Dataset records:
%%

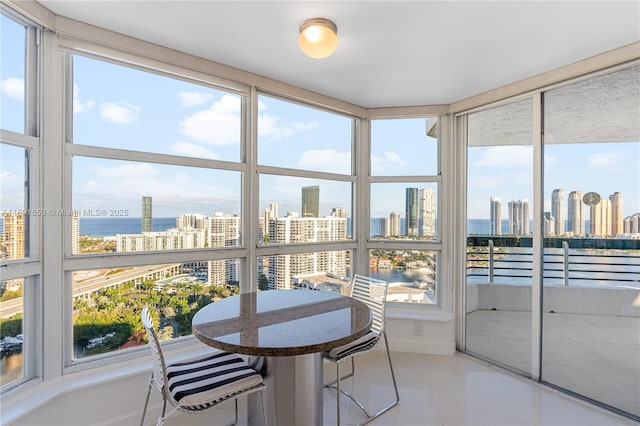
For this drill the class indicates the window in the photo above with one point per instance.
(156, 190)
(12, 55)
(300, 137)
(592, 246)
(306, 191)
(404, 207)
(20, 213)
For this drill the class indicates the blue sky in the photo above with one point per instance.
(129, 109)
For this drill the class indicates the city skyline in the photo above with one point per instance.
(146, 112)
(605, 215)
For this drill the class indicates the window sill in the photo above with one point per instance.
(421, 313)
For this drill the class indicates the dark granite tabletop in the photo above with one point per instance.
(281, 322)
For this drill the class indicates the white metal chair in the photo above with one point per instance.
(373, 293)
(199, 383)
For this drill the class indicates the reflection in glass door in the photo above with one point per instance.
(499, 234)
(591, 292)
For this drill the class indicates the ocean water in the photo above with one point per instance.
(104, 227)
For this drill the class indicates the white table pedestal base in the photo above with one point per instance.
(294, 391)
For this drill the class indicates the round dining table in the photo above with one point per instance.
(284, 333)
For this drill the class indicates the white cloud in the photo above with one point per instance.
(189, 99)
(193, 150)
(510, 156)
(269, 127)
(395, 159)
(305, 126)
(120, 113)
(8, 177)
(390, 162)
(172, 190)
(327, 160)
(126, 171)
(78, 105)
(604, 161)
(485, 181)
(219, 125)
(13, 87)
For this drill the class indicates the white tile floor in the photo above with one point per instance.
(446, 390)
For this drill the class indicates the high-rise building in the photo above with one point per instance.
(427, 212)
(395, 228)
(338, 212)
(411, 212)
(632, 224)
(294, 229)
(75, 232)
(385, 227)
(549, 224)
(311, 201)
(191, 221)
(617, 221)
(557, 210)
(13, 235)
(147, 216)
(575, 213)
(224, 231)
(519, 217)
(600, 218)
(496, 216)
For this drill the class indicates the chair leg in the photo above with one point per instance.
(395, 387)
(146, 402)
(235, 418)
(393, 376)
(338, 393)
(264, 409)
(353, 371)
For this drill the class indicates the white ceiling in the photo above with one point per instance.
(390, 53)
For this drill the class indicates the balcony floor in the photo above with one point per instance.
(439, 390)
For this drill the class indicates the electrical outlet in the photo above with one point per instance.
(417, 328)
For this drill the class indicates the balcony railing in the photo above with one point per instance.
(572, 261)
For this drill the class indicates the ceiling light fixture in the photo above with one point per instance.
(318, 37)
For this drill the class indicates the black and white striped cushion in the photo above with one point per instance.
(200, 382)
(364, 343)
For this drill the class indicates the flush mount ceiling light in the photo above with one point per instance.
(318, 37)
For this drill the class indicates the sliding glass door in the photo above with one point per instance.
(559, 302)
(499, 229)
(591, 291)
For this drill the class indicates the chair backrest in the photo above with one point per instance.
(159, 366)
(373, 293)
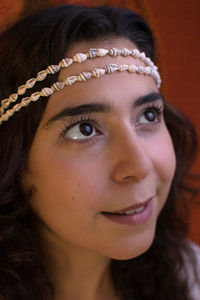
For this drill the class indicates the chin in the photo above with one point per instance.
(134, 248)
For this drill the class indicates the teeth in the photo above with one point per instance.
(137, 210)
(132, 211)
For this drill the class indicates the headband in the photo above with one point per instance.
(149, 69)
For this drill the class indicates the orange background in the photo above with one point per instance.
(176, 26)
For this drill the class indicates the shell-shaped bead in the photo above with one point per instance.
(132, 68)
(30, 83)
(97, 73)
(125, 52)
(57, 86)
(123, 68)
(70, 80)
(25, 101)
(80, 57)
(102, 52)
(65, 62)
(35, 96)
(111, 68)
(13, 97)
(5, 103)
(17, 107)
(135, 53)
(114, 52)
(22, 90)
(84, 76)
(92, 53)
(52, 69)
(46, 92)
(41, 75)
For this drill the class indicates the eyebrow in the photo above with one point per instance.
(98, 108)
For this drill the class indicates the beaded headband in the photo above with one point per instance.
(150, 69)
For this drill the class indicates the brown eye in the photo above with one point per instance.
(150, 115)
(81, 131)
(86, 129)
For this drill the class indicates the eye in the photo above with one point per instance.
(81, 131)
(151, 115)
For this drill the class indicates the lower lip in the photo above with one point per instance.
(135, 218)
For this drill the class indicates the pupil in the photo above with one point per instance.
(150, 115)
(86, 129)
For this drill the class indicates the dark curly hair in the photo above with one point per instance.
(30, 45)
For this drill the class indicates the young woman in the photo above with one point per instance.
(93, 163)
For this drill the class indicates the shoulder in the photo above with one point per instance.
(192, 267)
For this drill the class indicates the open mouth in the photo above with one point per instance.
(128, 211)
(132, 215)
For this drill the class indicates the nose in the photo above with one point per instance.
(130, 160)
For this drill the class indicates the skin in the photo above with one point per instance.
(74, 181)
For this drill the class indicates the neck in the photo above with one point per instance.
(77, 273)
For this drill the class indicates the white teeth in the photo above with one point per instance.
(137, 210)
(133, 211)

%%

EXERCISE INSTRUCTIONS
Each entry above should be restated word for word, though no picture may appear in the copy.

SOLUTION
For this drill the class indicates the window in the photo above with one point per instance.
(156, 190)
(12, 55)
(300, 137)
(592, 246)
(306, 191)
(404, 207)
(20, 213)
For this drill the class indicates the blue sky in the photo above with one point per instance.
(129, 109)
For this drill the class indicates the city skyline in the photo above with one point per instance.
(146, 112)
(605, 215)
For this drill the class indicates the window sill in the photo above with one point per instance.
(421, 313)
For this drill the class indicates the dark granite tabletop in the photo above with one point per instance.
(281, 322)
For this drill the class indicates the white metal chair in the photo above with one point per instance.
(373, 293)
(199, 383)
For this drill the class indicates the reflection in glass door in the photo above with one point per instance.
(499, 234)
(591, 292)
For this drill the class indicates the ocean water in the photo above with one point per instance.
(104, 227)
For this drill the class indicates the white table pedestal base in the photo above with one point per instance.
(294, 391)
For this drill the class indicates the round dining table in the photo above with one point per instance.
(284, 333)
For this drill the class indicates the white cloud in the photo above with one point per instance.
(189, 99)
(193, 150)
(510, 156)
(269, 127)
(395, 159)
(305, 126)
(120, 113)
(8, 177)
(390, 162)
(172, 190)
(327, 160)
(126, 171)
(78, 105)
(604, 161)
(485, 181)
(219, 125)
(13, 87)
For this drill the class indicates the white tile floor in the photo above with one point per instance.
(446, 390)
For this drill the class indicates the high-rise building in the photo above with one point per instance.
(427, 212)
(395, 228)
(338, 212)
(411, 212)
(632, 224)
(294, 229)
(75, 232)
(385, 227)
(549, 224)
(311, 201)
(191, 221)
(617, 221)
(557, 210)
(13, 235)
(147, 216)
(575, 213)
(224, 231)
(519, 217)
(600, 218)
(496, 216)
For this drill the class indicates the chair leg in the photo above with one point per instance.
(395, 387)
(146, 402)
(235, 418)
(393, 376)
(338, 393)
(264, 409)
(353, 371)
For this drill the class indicates the white ceiling in the photo above with one point per instance.
(390, 53)
For this drill the class indicates the balcony floor in the photo above with one point per instance.
(439, 390)
For this drill the class indicates the electrical outlet in the photo above with one point per instance.
(417, 328)
For this drill the class indicates the balcony railing in the photo above with one point per instance.
(572, 261)
For this drill the class indicates the ceiling light fixture in the photo above with one point per instance.
(318, 37)
For this drill the class indicates the black and white striped cushion in the photo above with one point per instance.
(200, 382)
(364, 343)
For this drill the class indicates the flush mount ceiling light in the photo above with one point per instance.
(318, 37)
For this drill the class indicates the sliding glass door in the photo above with one point per instance.
(559, 302)
(499, 229)
(591, 291)
For this drill the class indicates the chair backrest in the photo above with one point per instance.
(159, 366)
(373, 293)
For this drill the class indicates the chin in the photo above with one point per instance.
(134, 248)
For this drill the class indicates the teeth in the photo above with one point per instance.
(137, 210)
(132, 211)
For this drill the class indicates the headband in the photo above with one point per instance.
(149, 69)
For this drill the class indicates the orange background in the photo above with one point per instance.
(176, 26)
For this drill the class indicates the shell-shaped bead in the photo above with one point per instance.
(132, 68)
(30, 83)
(97, 73)
(125, 52)
(57, 86)
(123, 68)
(70, 80)
(25, 101)
(80, 57)
(102, 52)
(65, 62)
(35, 96)
(111, 68)
(13, 97)
(5, 103)
(17, 107)
(135, 53)
(114, 52)
(22, 90)
(84, 76)
(92, 53)
(52, 69)
(46, 92)
(41, 75)
For this drill the class indicates the eyebrow in the photo above with one point per instance.
(98, 108)
For this drill the class indicates the beaded headband in the photo above with one point per instance.
(150, 69)
For this drill the class indicates the brown eye in the photo above with one point per instance.
(150, 115)
(81, 131)
(86, 129)
For this drill the class indicates the eye in the photo above with one point per instance.
(81, 131)
(151, 115)
For this drill the class indicates the lower lip in the photo above with one point per instance.
(135, 218)
For this drill the class indicates the pupil in the photo above with one point per instance.
(150, 115)
(86, 129)
For this drill the class indicates the dark curly hair in the photo above with one point per instance.
(30, 45)
For this drill the class indicates the young woman in the photo above with one point per instance.
(93, 163)
For this drill the class indicates the shoulder in the photo above with one point per instance.
(192, 267)
For this drill the class indicates the open mouth in the photo above with one point per instance.
(128, 211)
(132, 215)
For this drill the class indicates the nose in the photo above with one point per instance.
(130, 160)
For this drill the class indicates the skin in the photo above with one point per instance.
(74, 181)
For this drill the class indicates the neck in the photo above with one point per instance.
(77, 273)
For this drill the class indicates the white teeth in the photo above with one point per instance.
(137, 210)
(133, 211)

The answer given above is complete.